## Aim of the task
Every line in the material below that includes "foliage" should be copied.

## Records shown
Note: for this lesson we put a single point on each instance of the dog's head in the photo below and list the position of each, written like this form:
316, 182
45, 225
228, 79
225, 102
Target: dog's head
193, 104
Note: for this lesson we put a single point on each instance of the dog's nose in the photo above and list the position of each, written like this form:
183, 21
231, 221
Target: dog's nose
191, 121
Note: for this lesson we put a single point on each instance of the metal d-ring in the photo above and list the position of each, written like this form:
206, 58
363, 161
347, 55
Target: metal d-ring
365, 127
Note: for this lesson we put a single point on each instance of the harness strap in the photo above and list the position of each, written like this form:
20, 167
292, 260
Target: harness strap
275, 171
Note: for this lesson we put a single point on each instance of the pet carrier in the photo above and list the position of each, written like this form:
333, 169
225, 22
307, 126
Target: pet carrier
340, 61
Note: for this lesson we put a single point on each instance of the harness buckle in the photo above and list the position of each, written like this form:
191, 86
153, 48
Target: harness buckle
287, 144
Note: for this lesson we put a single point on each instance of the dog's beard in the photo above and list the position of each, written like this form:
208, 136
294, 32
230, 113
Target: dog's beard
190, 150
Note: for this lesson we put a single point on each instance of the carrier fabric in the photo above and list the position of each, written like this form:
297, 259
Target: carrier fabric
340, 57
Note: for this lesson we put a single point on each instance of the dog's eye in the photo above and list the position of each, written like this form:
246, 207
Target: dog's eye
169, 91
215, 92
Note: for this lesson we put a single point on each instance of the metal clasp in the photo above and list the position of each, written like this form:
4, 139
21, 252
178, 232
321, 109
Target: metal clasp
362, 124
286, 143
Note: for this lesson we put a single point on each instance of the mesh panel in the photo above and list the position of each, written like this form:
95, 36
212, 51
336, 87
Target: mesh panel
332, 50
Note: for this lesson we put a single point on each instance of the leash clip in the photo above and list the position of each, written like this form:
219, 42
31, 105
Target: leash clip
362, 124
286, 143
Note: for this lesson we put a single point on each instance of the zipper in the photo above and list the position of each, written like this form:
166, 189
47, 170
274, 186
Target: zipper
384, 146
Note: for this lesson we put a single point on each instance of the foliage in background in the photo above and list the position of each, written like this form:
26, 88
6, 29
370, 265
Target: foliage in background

## Your response
Note: for this lesson we put a single point on each instance of the foliage in background in the photo above and list the position of each, written like this form:
Target: foliage in background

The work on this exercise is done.